**Objective**
Format each line of the records below as a string in a JSON list, one string per line, and leave out blank lines.

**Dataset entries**
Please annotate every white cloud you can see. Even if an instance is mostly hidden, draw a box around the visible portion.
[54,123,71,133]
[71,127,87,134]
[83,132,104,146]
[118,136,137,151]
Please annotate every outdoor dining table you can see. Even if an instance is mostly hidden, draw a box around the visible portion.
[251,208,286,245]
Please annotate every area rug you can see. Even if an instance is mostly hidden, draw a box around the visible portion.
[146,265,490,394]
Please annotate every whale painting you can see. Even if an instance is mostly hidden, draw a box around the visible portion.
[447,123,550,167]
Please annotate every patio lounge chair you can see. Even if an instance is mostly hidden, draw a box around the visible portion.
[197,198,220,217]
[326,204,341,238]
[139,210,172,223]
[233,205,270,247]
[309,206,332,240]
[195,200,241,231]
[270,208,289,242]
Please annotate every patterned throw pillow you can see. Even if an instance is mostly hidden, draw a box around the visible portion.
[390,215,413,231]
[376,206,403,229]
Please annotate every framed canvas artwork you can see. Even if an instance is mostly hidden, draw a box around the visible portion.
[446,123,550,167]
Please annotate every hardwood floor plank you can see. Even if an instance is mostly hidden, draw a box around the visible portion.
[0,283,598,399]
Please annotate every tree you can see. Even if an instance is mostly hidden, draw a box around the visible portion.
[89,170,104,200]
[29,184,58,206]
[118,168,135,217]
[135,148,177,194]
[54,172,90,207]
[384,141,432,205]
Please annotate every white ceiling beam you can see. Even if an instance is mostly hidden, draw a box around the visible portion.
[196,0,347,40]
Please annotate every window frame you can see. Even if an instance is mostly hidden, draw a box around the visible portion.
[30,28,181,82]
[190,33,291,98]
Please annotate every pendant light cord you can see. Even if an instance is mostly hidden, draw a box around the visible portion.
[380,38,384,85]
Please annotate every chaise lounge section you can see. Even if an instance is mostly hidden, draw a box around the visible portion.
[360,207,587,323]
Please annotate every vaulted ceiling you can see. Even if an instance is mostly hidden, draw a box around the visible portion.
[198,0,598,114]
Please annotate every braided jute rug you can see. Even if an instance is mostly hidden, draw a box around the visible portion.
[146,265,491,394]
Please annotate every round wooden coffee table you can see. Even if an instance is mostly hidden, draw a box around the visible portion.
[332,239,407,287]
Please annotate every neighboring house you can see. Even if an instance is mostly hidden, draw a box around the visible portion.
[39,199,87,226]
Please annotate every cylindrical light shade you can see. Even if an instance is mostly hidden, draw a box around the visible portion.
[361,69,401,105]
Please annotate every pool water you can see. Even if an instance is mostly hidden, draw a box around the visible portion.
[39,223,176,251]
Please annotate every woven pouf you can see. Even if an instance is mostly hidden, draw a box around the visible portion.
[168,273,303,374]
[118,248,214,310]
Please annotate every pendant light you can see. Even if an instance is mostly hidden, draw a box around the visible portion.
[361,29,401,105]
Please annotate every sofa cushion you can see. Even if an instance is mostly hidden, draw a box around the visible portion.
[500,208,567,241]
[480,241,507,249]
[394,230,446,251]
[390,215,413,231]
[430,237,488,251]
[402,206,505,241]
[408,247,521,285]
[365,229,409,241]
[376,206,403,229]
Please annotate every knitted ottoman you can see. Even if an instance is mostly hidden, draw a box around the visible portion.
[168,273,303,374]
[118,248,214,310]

**Exercise answer**
[
  "Please annotate every white cloud you can see. Even if an instance is mostly hidden, draw a box around the visible portion.",
  "[54,123,71,133]",
  "[71,127,87,134]",
  "[83,132,104,146]",
  "[118,136,137,151]",
  "Please annotate every outdoor dining table you can see. Even if an instance is mostly hidden, draw a box around the visible portion.",
  "[251,208,286,245]",
  "Please annotate every area rug you can see. Even if an instance is mostly hidden, draw a box around the visible portion.",
  "[146,265,490,394]",
  "Please annotate every whale painting you can see. Even if an instance is mostly hidden, draw a box around the visible portion.",
  "[447,123,550,167]",
  "Please annotate every patio lounge chair you can see. Even if an instance is mostly hidden, draw a box around the visible portion.",
  "[197,198,220,217]",
  "[326,204,341,238]",
  "[139,210,172,223]",
  "[233,205,270,247]",
  "[309,206,332,240]",
  "[195,200,241,231]",
  "[270,208,289,242]",
  "Please annotate every patterned throw pillow you can see. Even if an instance is mostly hidden, draw a box around the visible portion.",
  "[390,215,413,231]",
  "[376,206,403,229]",
  "Please annotate every framed canvas artwork you can see. Even if an instance is mostly hidden, draw a box around the visible portion.",
  "[446,123,550,167]",
  "Please annotate every hardwood floor plank you can see. Even if an instance is mostly hidden, draw a box around the visible portion.",
  "[0,283,598,399]",
  "Please annotate every tree you can see. Even if an instance is mostly hidden, draw a box around the visible portion.",
  "[89,170,104,200]",
  "[29,184,58,206]",
  "[118,168,135,217]",
  "[135,148,177,194]",
  "[54,172,90,207]",
  "[384,141,432,205]",
  "Please annotate every white ceiling beam you can see. Even if an instance is mostly hidden, draw a box around the visible portion.",
  "[196,0,347,40]",
  "Please annotate every window frame you can see. Even if an instance is mostly hidden, draw a box around the visible portion.",
  "[30,28,181,82]",
  "[190,33,291,98]",
  "Please annotate every pendant light cord you can see. Even if an instance is mostly hidden, draw a box around the visible portion.",
  "[380,38,384,85]",
  "Please annotate every chaise lounge section you can see. Even if an instance is mostly hidden, draw a box around the visible portion.",
  "[360,207,587,323]",
  "Please annotate every vaulted ceiling you can see. Even if an instance is mostly hidden, draw a box around the visible portion.",
  "[198,0,598,114]",
  "Please annotate every braided jute rug you can see. Even if an instance is mostly hidden, draw a box around the visible portion.",
  "[146,265,491,394]",
  "Please annotate every round wooden coffee table you can see. Even if an instance is mostly hidden, draw a box around the visible portion.",
  "[332,239,407,287]",
  "Please annotate every neighboring house you can see. Even if an instance is mostly hidden, draw a box around the visible portion.",
  "[39,199,87,226]",
  "Please annotate every cylindrical light shade you can see. Even if an instance is mostly hidden, draw a box around the visible portion.",
  "[361,69,401,105]",
  "Please annotate every pool water you can see. Even if an instance is mostly hidden, draw a box around the visible portion.",
  "[39,223,176,251]",
  "Please annotate every woven pouf you can see. Even if an instance is mostly hidden, draw a box around the visible portion.",
  "[168,273,303,374]",
  "[118,248,214,310]",
  "Please annotate every pendant light you can see. Even if an instance is mostly hidden, draw a box around the visible portion.",
  "[361,29,401,105]",
  "Please annotate every sofa cushion you can see. Even if an instance is mostly hidden, draw a box around the visible portion.",
  "[500,208,567,241]",
  "[480,241,507,249]",
  "[394,230,446,251]",
  "[390,215,413,231]",
  "[430,237,488,251]",
  "[402,206,505,241]",
  "[408,247,521,285]",
  "[365,229,409,241]",
  "[376,206,403,229]",
  "Please annotate every knitted ottoman you can see. Even if an instance is mostly hidden, draw a box around the visible portion.",
  "[168,273,303,374]",
  "[118,248,214,310]"
]